* [Document section]
— BEGIN —

= List of Sydney Metro stations =

The planned Sydney Metro network in 2025, showing the Sydney Metro Northwest (opened in 2019) and the Sydney Metro City & Southwest (opening in 2024 and 2026)

The Sydney Metro is a rapid transit rail system in Sydney, New South Wales, Australia. The system is owned by the Government of New South Wales and is operated under contract by Metro Trains Sydney, a joint venture between MTR Corporation, John Holland Group, and UGL Rail. There are currently 21 Sydney Metro stations open and 52 km of track. When current construction is complete, there will be 46 metro stations and 113 km of track.

The first section of the Sydney Metro, the Sydney Metro Northwest project, opened on 26 May 2019 between Tallawong and Chatswood. This consists of thirteen stations, five of which were existing stations along the Epping to Chatswood rail link converted to metro use, and nine of which were new stations. Sydney Metro City & Southwest is planned to open in two stages: the section between Chatswood and Sydenham via the central business district opened on 19 August 2024, and the section between Sydenham and Bankstown, which consists of part of the Bankstown railway line converted to metro use, is planned to open in 2026. The Chatswood to Sydenham section has eight new metro stations and the Sydenham to Bankstown section has eleven new metro stations.

— END —

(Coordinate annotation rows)
— BEGIN —

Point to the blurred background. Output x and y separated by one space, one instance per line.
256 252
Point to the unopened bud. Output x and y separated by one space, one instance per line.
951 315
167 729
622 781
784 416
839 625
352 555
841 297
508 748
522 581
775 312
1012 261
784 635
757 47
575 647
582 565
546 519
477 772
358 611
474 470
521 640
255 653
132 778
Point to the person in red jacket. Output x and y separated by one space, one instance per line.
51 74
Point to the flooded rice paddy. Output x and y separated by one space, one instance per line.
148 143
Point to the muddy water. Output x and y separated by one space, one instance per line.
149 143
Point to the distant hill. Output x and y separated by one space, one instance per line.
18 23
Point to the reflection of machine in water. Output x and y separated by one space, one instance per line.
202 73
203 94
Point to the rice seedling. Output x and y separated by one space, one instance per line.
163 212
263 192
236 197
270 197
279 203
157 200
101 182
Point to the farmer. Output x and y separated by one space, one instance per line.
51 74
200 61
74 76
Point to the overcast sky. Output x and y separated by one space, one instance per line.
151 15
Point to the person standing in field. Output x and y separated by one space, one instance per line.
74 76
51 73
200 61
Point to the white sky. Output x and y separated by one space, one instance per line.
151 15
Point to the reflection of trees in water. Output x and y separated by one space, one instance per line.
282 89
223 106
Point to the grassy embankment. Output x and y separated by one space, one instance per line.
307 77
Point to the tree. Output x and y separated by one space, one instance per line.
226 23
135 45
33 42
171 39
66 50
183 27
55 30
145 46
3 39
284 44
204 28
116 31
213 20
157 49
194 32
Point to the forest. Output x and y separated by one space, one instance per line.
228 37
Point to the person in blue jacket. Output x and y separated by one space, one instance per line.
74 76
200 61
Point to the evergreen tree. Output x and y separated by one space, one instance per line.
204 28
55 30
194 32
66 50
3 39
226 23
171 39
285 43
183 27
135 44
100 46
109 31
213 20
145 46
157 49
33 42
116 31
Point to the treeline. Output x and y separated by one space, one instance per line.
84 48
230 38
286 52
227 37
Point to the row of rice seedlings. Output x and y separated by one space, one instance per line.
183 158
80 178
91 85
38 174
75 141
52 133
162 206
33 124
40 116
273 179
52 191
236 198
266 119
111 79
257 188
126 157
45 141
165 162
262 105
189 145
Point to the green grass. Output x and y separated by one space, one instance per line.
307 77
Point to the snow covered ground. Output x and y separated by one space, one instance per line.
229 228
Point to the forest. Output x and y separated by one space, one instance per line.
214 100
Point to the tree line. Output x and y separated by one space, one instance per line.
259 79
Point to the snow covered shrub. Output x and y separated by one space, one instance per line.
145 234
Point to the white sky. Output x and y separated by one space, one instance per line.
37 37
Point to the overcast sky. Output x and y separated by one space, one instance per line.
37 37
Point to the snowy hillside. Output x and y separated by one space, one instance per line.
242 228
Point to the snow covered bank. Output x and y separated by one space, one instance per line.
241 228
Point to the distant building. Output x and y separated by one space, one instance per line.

— END —

* [Exercises to complete]
[a] Transcribe the Sydney Metro stations text between "The planned Sydney" and "2024 and 2026)", inclusive.
[b] Find each line in the rows that contains the string "covered", matching case, and copy those lines out.

* [Answers for the exercise]
[a]
The planned Sydney Metro network in 2025, showing the Sydney Metro Northwest (opened in 2019) and the Sydney Metro City & Southwest (opening in 2024 and 2026)

[b]
Point to the snow covered ground. Output x and y separated by one space, one instance per line.
Point to the snow covered shrub. Output x and y separated by one space, one instance per line.
Point to the snow covered bank. Output x and y separated by one space, one instance per line.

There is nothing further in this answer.